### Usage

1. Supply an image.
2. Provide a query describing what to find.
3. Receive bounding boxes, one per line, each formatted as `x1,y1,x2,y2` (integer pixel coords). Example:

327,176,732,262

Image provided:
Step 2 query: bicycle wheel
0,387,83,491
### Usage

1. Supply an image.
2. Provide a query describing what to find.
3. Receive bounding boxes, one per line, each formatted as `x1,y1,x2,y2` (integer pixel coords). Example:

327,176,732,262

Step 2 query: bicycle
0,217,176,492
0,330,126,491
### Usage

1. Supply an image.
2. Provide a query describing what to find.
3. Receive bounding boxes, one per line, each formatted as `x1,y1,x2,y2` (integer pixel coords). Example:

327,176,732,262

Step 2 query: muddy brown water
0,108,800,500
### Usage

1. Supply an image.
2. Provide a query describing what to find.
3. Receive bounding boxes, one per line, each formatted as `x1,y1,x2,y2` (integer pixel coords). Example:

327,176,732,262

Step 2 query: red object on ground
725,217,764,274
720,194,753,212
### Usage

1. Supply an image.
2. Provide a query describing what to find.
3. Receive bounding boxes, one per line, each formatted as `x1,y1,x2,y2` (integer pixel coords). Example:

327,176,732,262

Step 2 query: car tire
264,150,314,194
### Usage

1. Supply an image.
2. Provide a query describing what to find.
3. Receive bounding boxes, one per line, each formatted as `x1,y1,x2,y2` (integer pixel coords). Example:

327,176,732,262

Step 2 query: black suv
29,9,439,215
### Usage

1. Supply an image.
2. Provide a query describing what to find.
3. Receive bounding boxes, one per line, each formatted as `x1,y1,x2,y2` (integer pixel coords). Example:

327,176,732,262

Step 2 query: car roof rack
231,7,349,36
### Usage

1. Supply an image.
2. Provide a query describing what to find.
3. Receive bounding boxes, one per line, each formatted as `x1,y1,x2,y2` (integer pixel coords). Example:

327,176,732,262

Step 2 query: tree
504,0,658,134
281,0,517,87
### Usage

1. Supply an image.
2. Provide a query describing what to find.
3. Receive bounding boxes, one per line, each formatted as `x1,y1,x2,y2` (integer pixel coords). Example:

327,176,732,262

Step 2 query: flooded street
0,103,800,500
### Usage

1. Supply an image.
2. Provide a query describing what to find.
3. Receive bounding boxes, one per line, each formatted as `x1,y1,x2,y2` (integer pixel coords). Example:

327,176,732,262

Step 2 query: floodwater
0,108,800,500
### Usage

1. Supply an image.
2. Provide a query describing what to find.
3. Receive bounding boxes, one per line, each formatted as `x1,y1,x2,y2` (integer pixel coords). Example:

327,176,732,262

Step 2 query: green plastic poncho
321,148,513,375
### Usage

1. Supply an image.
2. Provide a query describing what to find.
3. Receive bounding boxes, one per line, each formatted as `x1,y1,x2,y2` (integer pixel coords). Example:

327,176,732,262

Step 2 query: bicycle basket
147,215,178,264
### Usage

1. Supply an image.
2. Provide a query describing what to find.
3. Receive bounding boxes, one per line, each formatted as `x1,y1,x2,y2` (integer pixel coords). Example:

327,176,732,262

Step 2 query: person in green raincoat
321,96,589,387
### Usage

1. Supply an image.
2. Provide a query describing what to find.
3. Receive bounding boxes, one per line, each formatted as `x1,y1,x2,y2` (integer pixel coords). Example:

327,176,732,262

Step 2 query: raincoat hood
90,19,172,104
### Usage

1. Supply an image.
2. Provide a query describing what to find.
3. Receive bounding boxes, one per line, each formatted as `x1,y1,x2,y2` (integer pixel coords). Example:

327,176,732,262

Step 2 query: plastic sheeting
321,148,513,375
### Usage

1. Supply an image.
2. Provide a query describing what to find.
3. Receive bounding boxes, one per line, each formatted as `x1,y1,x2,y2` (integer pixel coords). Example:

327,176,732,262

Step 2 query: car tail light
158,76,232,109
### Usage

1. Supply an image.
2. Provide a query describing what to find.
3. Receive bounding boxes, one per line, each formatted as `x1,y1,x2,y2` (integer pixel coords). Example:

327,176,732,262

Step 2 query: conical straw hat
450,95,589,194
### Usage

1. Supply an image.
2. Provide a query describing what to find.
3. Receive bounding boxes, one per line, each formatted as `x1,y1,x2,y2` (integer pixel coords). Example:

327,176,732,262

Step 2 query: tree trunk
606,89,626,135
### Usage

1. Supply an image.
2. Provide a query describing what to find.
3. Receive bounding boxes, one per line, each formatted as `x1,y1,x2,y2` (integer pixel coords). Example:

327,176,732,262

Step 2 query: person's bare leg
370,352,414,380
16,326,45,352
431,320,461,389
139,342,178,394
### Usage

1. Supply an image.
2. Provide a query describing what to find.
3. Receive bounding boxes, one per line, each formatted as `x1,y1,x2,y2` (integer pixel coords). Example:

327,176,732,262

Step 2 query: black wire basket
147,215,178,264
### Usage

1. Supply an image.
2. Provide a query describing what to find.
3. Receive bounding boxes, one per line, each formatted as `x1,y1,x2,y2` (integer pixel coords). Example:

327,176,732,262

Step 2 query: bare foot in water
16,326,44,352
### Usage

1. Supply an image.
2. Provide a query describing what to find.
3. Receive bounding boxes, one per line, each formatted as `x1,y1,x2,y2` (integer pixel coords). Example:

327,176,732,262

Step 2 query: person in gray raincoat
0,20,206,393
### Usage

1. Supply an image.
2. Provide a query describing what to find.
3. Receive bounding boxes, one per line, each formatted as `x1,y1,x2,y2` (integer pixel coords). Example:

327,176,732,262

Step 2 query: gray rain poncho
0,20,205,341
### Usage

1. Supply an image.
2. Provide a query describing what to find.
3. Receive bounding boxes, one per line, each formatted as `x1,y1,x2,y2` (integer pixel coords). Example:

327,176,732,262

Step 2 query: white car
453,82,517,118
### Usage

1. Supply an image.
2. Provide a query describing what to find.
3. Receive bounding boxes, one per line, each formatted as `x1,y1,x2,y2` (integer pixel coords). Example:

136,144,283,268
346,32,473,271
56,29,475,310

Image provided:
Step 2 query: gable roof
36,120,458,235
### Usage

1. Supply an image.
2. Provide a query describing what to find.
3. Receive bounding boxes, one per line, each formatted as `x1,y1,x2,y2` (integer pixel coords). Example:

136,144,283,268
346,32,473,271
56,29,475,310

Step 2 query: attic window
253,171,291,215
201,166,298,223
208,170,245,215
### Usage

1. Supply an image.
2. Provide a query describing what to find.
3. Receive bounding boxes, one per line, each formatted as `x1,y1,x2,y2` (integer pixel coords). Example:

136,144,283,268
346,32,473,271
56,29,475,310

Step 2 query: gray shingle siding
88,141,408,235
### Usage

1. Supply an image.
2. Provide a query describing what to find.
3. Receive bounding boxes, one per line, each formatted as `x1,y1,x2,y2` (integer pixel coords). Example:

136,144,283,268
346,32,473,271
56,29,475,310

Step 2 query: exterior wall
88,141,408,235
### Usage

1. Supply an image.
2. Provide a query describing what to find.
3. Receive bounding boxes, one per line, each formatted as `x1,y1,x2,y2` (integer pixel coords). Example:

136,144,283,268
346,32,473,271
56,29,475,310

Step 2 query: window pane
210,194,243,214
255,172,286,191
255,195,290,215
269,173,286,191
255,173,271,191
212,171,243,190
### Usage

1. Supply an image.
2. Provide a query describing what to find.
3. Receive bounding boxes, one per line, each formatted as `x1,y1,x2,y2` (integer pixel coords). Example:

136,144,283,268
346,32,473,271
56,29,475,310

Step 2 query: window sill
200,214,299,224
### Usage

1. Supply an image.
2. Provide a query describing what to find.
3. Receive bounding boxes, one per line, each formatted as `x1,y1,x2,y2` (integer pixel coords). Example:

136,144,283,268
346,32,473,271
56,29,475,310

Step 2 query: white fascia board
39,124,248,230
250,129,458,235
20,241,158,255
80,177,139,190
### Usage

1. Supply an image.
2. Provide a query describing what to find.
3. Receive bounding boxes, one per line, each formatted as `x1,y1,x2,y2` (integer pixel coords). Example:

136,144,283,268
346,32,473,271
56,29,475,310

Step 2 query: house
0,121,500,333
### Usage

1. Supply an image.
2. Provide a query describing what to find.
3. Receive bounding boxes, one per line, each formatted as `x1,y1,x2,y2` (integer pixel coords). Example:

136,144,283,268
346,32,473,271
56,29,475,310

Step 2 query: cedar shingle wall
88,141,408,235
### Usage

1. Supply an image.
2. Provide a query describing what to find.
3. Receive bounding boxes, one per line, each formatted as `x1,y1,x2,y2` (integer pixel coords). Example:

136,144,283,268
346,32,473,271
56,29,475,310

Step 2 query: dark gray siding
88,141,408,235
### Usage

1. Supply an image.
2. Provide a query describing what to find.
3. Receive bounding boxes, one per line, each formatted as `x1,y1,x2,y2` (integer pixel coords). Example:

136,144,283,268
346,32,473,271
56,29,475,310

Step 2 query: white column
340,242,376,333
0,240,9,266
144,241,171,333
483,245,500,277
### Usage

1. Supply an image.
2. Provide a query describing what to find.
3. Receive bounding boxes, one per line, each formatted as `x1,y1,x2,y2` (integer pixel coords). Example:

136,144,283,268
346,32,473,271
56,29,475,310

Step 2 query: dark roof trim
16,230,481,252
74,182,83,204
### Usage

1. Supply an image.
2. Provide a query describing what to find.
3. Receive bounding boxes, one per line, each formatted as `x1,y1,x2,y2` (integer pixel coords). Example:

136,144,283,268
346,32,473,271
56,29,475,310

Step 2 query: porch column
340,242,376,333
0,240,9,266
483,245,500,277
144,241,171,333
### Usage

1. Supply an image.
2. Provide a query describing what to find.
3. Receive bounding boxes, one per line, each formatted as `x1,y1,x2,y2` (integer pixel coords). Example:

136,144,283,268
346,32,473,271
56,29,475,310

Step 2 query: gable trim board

============================================================

**What is asked:** Reproduce the material word for word, from its first line up to and including the line with "264,150,314,194".

**Exercise output:**
### Usage

1. Supply an image.
2. Provide a query describing what to find.
3. Receive bounding boxes, one per line, each formatted as `x1,y1,x2,y2` (integer pixel coords). Example:

327,176,732,262

Image provided:
Step 2 query: bicycle wheel
0,387,83,491
### Usage

1. Supply an image.
2. Provide a query describing what to find.
3. Receive bounding boxes, one per line, each formatted as `x1,y1,x2,y2` (integer pixel coords). Example:

327,176,732,262

Step 2 query: bicycle
0,217,176,492
0,330,126,491
### Usage

1. Supply an image.
2. Provide a query describing what to find.
3. Receive bounding boxes, one per line, each formatted as `x1,y1,x2,y2` (integer pixel coords). Example:

327,176,732,262

Step 2 query: muddy brown water
0,108,800,500
### Usage

1. Supply an image.
2. Provide a query describing what to find.
3. Receive bounding boxes, one per line, each formatted as `x1,y1,x2,y2` (integer pixel coords). Example:

327,176,732,262

Step 2 query: red object on ground
725,217,764,274
720,194,753,212
### Usage

1. Supply an image.
2. Provide a query describing what to find.
3. Receive bounding boxes, one per line, each formatted as `x1,y1,x2,y2` (integer pixel coords). Example:

327,176,732,262

Step 2 query: car tire
264,150,314,194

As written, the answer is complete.